* WHAT YOU NEED TO DO
Beginning with the line containing "the car roof." and ending with the last line of the records, set down every line exactly.

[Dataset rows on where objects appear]
::::
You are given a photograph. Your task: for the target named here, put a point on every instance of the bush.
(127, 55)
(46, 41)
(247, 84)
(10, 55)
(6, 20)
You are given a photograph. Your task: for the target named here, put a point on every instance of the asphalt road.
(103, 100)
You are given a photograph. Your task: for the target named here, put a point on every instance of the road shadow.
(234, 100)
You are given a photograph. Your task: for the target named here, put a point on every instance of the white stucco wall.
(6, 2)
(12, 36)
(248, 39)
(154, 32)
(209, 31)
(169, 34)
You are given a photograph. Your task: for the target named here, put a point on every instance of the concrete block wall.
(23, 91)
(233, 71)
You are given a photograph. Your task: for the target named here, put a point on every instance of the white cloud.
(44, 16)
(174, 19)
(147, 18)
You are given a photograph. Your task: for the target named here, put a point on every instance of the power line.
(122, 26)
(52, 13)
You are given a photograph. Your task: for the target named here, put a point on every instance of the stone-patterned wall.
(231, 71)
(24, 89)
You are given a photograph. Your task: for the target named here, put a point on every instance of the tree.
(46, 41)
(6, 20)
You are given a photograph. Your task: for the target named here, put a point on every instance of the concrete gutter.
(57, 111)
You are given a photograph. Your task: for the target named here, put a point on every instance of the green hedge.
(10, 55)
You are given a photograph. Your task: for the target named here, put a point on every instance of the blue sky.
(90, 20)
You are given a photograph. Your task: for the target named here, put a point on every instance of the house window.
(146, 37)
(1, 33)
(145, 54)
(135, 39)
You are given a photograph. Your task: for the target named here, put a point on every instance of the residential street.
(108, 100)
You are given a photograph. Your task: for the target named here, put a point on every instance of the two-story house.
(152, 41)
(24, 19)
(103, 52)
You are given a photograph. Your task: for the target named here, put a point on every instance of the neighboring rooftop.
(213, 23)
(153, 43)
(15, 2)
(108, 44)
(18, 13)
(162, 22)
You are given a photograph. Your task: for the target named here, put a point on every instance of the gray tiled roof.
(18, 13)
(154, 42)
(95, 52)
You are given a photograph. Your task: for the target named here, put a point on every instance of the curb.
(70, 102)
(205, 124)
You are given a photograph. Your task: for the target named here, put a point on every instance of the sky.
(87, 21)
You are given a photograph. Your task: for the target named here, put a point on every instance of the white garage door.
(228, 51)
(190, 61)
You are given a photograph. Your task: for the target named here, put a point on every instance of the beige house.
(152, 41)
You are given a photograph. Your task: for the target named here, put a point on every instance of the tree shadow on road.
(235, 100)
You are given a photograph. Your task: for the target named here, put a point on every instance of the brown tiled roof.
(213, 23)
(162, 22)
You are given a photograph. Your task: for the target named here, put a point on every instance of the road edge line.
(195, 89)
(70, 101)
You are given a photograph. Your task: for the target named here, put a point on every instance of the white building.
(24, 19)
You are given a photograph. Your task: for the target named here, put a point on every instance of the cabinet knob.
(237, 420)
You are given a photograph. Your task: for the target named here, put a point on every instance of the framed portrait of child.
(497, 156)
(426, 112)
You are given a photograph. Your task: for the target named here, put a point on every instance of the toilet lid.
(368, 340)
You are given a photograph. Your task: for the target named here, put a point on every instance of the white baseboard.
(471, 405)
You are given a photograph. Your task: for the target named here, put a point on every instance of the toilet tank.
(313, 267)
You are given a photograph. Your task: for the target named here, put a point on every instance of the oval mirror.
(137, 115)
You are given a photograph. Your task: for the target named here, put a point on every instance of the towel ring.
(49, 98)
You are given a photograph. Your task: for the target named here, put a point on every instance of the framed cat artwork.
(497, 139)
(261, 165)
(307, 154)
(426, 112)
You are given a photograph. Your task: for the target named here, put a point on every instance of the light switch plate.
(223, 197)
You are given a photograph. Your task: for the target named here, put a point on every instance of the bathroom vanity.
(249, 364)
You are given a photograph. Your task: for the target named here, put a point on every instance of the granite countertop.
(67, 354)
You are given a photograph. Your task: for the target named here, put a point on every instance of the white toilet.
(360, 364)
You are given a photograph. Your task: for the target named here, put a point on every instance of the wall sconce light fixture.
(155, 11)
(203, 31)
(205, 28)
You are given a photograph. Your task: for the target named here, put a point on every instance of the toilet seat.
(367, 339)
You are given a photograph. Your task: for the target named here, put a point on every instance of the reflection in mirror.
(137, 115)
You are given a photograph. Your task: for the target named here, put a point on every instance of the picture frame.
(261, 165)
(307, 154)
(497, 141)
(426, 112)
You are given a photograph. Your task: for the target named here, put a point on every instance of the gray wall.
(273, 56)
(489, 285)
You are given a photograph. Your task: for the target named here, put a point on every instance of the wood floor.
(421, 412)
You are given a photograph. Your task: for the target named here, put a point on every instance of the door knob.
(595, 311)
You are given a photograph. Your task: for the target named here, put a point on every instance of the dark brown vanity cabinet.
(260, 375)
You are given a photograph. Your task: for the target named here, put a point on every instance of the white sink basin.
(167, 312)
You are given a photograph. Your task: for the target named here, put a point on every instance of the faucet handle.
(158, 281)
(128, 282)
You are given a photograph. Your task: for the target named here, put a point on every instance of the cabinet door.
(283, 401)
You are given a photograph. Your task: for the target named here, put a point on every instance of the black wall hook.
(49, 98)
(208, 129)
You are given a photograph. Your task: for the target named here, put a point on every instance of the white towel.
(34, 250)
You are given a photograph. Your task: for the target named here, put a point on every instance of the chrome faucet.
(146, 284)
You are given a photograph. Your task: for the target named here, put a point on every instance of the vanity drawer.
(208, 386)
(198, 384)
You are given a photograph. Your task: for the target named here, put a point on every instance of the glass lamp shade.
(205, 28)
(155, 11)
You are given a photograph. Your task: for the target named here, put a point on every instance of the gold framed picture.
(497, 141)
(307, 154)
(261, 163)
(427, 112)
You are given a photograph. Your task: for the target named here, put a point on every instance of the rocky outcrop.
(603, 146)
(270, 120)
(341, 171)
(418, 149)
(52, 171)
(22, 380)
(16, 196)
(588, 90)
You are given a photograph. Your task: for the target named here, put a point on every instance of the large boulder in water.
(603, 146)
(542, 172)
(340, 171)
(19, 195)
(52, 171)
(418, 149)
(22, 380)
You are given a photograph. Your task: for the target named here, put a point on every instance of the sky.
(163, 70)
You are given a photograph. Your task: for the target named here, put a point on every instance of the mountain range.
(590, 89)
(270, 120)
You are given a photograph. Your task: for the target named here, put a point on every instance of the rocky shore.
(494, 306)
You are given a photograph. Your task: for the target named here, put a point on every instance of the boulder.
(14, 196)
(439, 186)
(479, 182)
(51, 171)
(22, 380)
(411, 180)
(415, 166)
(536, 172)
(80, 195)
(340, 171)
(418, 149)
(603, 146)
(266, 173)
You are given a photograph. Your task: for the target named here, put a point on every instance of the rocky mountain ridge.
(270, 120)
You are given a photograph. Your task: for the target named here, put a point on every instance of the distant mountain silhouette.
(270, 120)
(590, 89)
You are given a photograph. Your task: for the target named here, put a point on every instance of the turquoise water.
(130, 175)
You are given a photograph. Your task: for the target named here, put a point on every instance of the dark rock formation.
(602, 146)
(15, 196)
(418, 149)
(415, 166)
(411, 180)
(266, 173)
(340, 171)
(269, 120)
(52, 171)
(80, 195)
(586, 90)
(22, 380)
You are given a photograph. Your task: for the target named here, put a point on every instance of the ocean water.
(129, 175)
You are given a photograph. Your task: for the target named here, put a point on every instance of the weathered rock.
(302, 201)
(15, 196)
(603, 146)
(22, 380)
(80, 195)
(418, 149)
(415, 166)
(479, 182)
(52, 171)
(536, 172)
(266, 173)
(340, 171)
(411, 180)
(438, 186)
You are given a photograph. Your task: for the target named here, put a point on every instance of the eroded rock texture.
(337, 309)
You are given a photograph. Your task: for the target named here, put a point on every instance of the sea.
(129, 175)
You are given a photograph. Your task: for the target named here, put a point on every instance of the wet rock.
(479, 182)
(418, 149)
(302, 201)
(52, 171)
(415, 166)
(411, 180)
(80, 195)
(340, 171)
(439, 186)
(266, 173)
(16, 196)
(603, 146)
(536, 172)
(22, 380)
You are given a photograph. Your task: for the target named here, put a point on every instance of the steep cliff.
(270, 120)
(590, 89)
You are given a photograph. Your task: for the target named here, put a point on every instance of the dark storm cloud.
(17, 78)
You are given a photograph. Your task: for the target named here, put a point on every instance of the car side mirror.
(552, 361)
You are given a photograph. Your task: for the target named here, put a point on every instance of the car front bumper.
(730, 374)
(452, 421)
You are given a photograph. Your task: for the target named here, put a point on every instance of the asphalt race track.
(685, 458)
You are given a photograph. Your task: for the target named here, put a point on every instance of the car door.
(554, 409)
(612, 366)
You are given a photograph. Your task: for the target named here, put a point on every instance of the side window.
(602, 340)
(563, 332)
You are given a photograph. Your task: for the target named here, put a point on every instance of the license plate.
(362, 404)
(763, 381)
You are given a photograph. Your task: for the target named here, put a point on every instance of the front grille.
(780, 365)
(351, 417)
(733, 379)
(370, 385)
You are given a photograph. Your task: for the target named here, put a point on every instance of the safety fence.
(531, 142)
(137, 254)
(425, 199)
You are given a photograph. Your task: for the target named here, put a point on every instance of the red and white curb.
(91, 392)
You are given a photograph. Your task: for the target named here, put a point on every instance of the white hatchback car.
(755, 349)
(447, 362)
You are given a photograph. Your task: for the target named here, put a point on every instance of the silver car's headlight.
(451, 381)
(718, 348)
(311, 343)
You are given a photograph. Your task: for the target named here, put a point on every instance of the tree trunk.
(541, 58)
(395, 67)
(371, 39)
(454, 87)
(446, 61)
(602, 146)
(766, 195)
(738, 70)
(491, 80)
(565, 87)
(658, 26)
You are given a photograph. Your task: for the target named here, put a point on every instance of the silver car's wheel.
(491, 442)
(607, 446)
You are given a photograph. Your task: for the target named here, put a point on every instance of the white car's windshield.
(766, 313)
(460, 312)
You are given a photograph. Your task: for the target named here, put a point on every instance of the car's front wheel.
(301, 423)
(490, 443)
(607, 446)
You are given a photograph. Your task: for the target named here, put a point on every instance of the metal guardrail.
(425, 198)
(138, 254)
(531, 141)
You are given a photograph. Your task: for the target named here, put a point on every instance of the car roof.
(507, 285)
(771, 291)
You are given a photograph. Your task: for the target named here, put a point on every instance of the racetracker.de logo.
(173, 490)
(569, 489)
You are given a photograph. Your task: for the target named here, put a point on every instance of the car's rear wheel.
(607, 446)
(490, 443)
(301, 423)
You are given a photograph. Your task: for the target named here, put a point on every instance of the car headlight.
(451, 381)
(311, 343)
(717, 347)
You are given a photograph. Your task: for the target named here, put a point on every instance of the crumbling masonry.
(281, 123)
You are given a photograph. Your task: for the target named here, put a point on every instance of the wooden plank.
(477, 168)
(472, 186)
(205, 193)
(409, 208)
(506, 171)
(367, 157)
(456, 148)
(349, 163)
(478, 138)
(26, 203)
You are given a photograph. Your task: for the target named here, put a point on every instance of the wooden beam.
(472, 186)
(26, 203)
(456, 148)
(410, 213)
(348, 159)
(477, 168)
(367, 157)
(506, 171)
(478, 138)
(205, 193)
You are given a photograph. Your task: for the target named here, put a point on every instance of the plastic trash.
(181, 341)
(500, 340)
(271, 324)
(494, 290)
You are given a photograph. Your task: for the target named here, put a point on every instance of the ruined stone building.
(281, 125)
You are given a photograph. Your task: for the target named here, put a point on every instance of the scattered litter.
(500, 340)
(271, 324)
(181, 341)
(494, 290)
::::
* OUTPUT BELOW
You are given a photograph. Your task: for the target named here, put a point on every instance of the car roof.
(507, 285)
(771, 291)
You are given a photograph. Your task: for the target named here, put a point on every instance of the racetracker.de logo.
(173, 490)
(569, 489)
You are given a photograph. Your task: for the target named here, put a point on every instance of the car's rear wheel.
(607, 446)
(490, 443)
(301, 423)
You are given a photograph. Your task: for the target named here, put a point on every instance of the car headlight.
(451, 381)
(311, 343)
(717, 347)
You are given a photograph. Your task: for the target named here, put a point on every instance of the crumbling masonry.
(281, 123)
You are given a photograph. Your task: for the target named here, put a point on every instance of the wooden plank.
(477, 168)
(472, 186)
(205, 193)
(409, 208)
(506, 171)
(367, 157)
(456, 148)
(349, 163)
(478, 138)
(26, 203)
You are given a photograph. Your task: for the target named here, put a point on every instance of the wooden beam.
(472, 186)
(26, 203)
(456, 148)
(410, 213)
(348, 159)
(477, 168)
(367, 157)
(506, 171)
(478, 138)
(205, 193)
You are given a photograph. Your task: for the target named here, put a point on every instance of the plastic trash.
(181, 341)
(500, 340)
(271, 324)
(494, 290)
You are given a photograph. Your task: for the target named here, put a point on every instance of the ruined stone building.
(281, 125)
You are given a photograph. Your task: for the target named here, put a point on every instance of the scattered litter.
(500, 340)
(271, 324)
(181, 341)
(494, 290)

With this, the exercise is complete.